* **Provided records**
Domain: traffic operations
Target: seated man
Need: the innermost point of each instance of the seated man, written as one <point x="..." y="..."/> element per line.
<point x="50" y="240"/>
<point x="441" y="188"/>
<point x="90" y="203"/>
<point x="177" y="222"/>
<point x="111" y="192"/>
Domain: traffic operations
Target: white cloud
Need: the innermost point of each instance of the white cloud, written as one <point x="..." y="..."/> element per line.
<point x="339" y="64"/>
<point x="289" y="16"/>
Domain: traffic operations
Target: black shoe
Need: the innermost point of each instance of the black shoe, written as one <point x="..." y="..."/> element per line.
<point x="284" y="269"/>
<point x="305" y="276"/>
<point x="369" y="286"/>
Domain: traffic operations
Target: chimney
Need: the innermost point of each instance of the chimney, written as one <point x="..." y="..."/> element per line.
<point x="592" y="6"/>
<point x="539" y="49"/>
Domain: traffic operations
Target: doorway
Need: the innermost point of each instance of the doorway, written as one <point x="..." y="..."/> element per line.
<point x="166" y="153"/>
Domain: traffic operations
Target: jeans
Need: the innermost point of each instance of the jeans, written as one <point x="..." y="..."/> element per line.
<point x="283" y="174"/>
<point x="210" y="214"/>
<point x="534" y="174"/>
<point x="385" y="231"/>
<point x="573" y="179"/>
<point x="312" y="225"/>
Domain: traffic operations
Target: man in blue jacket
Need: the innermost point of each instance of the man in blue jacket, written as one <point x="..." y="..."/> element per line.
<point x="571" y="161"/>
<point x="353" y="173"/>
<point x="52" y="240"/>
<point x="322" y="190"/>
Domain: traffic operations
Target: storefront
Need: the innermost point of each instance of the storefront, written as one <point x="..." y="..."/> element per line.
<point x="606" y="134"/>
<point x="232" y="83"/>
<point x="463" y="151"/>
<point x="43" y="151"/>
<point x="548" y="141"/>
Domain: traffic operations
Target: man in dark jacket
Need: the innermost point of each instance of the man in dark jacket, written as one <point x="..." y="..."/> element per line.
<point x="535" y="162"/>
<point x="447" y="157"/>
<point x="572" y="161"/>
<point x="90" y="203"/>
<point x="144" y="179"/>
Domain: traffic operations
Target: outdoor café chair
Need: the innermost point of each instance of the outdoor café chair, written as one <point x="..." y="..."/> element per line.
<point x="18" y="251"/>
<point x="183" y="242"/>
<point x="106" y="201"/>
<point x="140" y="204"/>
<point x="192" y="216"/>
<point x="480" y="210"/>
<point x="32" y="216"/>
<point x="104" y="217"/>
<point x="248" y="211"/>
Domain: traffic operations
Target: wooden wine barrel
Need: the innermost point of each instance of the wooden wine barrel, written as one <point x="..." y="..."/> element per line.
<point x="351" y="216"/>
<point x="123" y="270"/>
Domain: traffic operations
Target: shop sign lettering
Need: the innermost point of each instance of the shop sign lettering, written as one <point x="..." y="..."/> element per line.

* **Requirement**
Every entry above needs to be quoted exactly.

* **Task response**
Domain: traffic operations
Target: seated man
Need: the innermost point of each instance of the seated man, written as one <point x="..." y="..."/> element per line.
<point x="50" y="240"/>
<point x="441" y="188"/>
<point x="90" y="203"/>
<point x="177" y="222"/>
<point x="111" y="192"/>
Domain: traffic operations
Target: white cloud
Need: the innermost point of each instance of the white cloud, written as one <point x="..." y="..."/> element per line.
<point x="339" y="64"/>
<point x="289" y="16"/>
Domain: traffic operations
Target: black shoe
Need: the innermost point of each instance of the black shoe, written as one <point x="..." y="..."/> element per line.
<point x="284" y="269"/>
<point x="305" y="276"/>
<point x="369" y="286"/>
Domain: traffic operations
Target: chimney
Need: the innermost point of each instance of the chimney, written as one <point x="..." y="..."/> element per line.
<point x="592" y="6"/>
<point x="539" y="49"/>
Domain: traffic operations
Target: doorway
Need: the innermost point of each instance of the doorway, written as one <point x="..." y="..."/> element per line.
<point x="166" y="153"/>
Domain: traffic operations
Target: jeans
Need: the innermost point of each instance of the jeans, written as one <point x="..." y="..."/> element per line.
<point x="283" y="174"/>
<point x="210" y="214"/>
<point x="534" y="174"/>
<point x="385" y="231"/>
<point x="573" y="179"/>
<point x="312" y="225"/>
Domain: traffic operations
Target: man in blue jacket
Need: the innermost point of each instance of the man in blue jacket, written as one <point x="..." y="..."/> element per line.
<point x="571" y="161"/>
<point x="353" y="173"/>
<point x="52" y="240"/>
<point x="322" y="190"/>
Domain: traffic operations
Target: storefront
Need: the innermost point of each instance of the storefront, written as one <point x="..." y="..."/> element per line.
<point x="606" y="134"/>
<point x="232" y="83"/>
<point x="463" y="151"/>
<point x="43" y="151"/>
<point x="548" y="141"/>
Domain: traffic operations
Target: man in dark jacket
Need: the innermost point of each instance of the man in dark jacket, written as one <point x="..." y="..."/> element per line.
<point x="535" y="162"/>
<point x="447" y="157"/>
<point x="572" y="161"/>
<point x="90" y="203"/>
<point x="144" y="179"/>
Domain: traffic operations
Target: outdoor café chair
Need: the innermost point of each instance of the outdoor café chair, written as one <point x="..." y="..."/> element per line.
<point x="18" y="251"/>
<point x="183" y="242"/>
<point x="106" y="201"/>
<point x="140" y="204"/>
<point x="192" y="216"/>
<point x="480" y="210"/>
<point x="32" y="216"/>
<point x="104" y="217"/>
<point x="248" y="211"/>
Domain: traffic operations
Target: wooden wine barrel
Need: the innermost point of each instance of the wooden wine barrel, written as one <point x="..." y="..."/> element per line.
<point x="351" y="216"/>
<point x="123" y="270"/>
Domain: traffic operations
Target: shop sign lettering
Need: the innermost point of each instance of the shop sign lettering, written as one <point x="..." y="..."/> element per line.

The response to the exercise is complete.